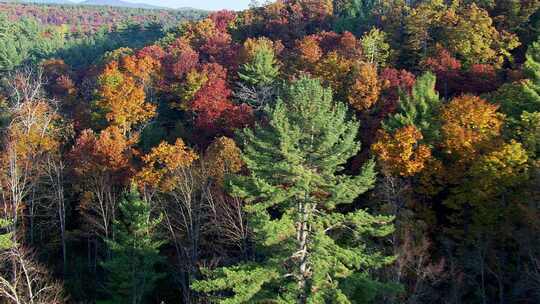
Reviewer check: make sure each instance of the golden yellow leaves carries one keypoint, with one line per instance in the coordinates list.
(468, 124)
(34, 130)
(400, 153)
(162, 162)
(122, 95)
(223, 157)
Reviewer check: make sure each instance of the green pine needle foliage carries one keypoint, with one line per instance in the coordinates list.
(294, 189)
(135, 251)
(262, 70)
(418, 109)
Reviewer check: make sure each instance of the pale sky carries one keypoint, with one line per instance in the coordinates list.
(202, 4)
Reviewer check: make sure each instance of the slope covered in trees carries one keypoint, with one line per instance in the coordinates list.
(336, 151)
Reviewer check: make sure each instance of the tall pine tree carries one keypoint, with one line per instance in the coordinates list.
(419, 109)
(307, 251)
(135, 252)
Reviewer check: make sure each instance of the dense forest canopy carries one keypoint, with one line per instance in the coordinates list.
(328, 151)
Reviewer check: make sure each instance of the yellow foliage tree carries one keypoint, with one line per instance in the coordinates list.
(469, 124)
(161, 163)
(400, 153)
(122, 98)
(223, 157)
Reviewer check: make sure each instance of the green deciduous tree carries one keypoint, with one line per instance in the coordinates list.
(135, 251)
(307, 251)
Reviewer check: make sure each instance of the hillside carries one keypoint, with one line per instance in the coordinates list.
(89, 18)
(298, 152)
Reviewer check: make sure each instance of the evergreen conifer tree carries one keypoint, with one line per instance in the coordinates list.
(307, 251)
(418, 109)
(135, 251)
(258, 77)
(523, 96)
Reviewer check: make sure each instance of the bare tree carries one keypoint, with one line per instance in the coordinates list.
(23, 281)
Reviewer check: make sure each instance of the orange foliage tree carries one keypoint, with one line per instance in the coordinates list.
(400, 153)
(103, 166)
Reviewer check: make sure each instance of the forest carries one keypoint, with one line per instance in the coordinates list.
(299, 151)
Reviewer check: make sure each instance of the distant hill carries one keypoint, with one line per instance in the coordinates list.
(93, 15)
(118, 3)
(113, 3)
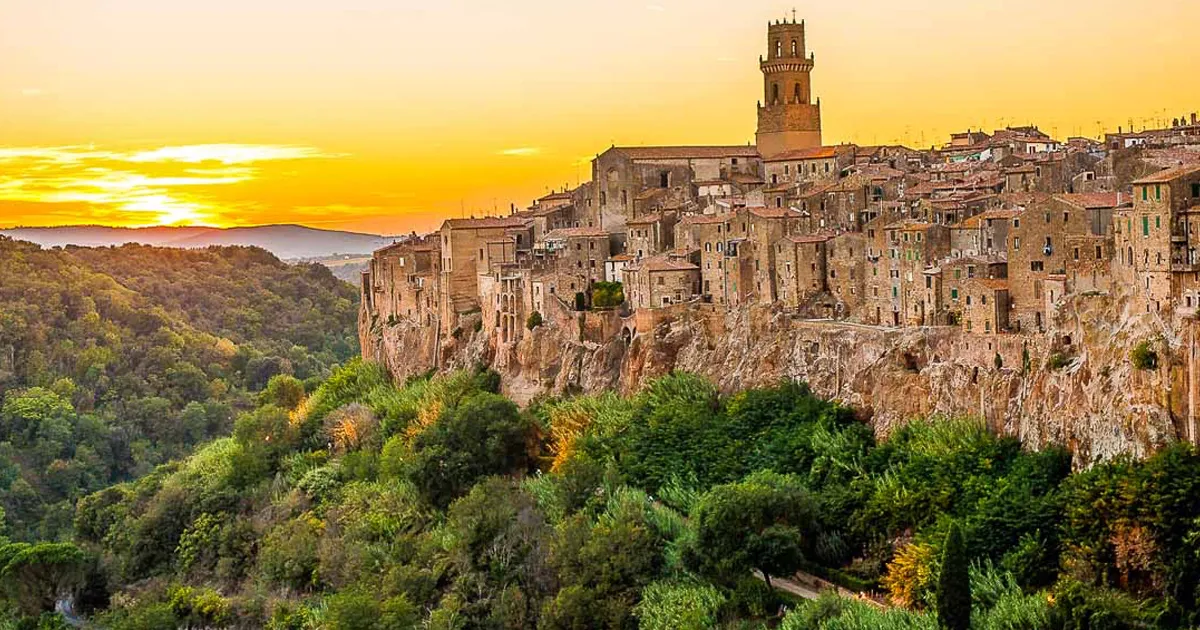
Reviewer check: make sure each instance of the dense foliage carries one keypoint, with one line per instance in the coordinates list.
(117, 360)
(439, 504)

» **COMPITO**: Riscrivi tutti i record sostituendo "keypoint" con "point" e lasciando invariato il resto. Ometti le immagini.

» **SOLUZIONE**:
Reviewer check: make sure each instance of the golden yellow leaves carries one point, with one line per instance in the coordinates list.
(468, 124)
(34, 130)
(400, 153)
(162, 162)
(122, 95)
(223, 157)
Reviewer check: make sure each instance of the green pine needle foliage carries one point, with one line per instance in the coordinates list.
(294, 189)
(135, 251)
(262, 70)
(418, 109)
Reviewer check: make sure each instance of the pale sky carries one point, with one line per instance in the coordinates list.
(202, 4)
Reviewer check: make sure each instance of the slope covered in trees carries one point, with one line per instance in the coordinates list.
(336, 151)
Reviewer check: make sure each instance of the tall pine tree carries one point, with one line per instance in the coordinates list.
(419, 109)
(307, 251)
(135, 252)
Reviewer check: make sure each instance of the dense forest canopy carries one point, with one line per instance in the coordinates list.
(328, 151)
Reviewer check: make sure each instance of the yellow foliage tree carries one point, with one line per instance in the coordinates list.
(469, 124)
(161, 163)
(400, 153)
(122, 98)
(223, 157)
Reviewer check: make sure each instance of the green deciduous tree carries one point, with one line per instance in the coordinates list.
(135, 251)
(307, 251)
Reviewer check: make sure each instance of the hillside carries one point, with one line per instance in the coordinates list.
(89, 18)
(298, 152)
Reviewer check: make sure each instance of the evergreen conifer tree carries one point, with one line per instance in the coordinates list.
(307, 251)
(418, 109)
(135, 251)
(258, 77)
(523, 96)
Reviewer check: make sure each instance of the bare tree carries one point, with one line per instance in the coordinates list.
(23, 281)
Reviewer check: make sure each instance of the orange foliage tree carries one point, with one line per instance in the coordinates list.
(400, 153)
(103, 166)
Reviewer check: make sure each instance of the forest carries one point, with one line per instance in the coordinates list.
(299, 151)
Reviewer check: make sure each instance of the distant hill carries one point, with one line per instance in the coordinates list.
(93, 15)
(118, 3)
(113, 3)
Reviewer check: make sure each instance of the dense foliage carries one point, with one line per instance in the coordinates list.
(117, 360)
(439, 504)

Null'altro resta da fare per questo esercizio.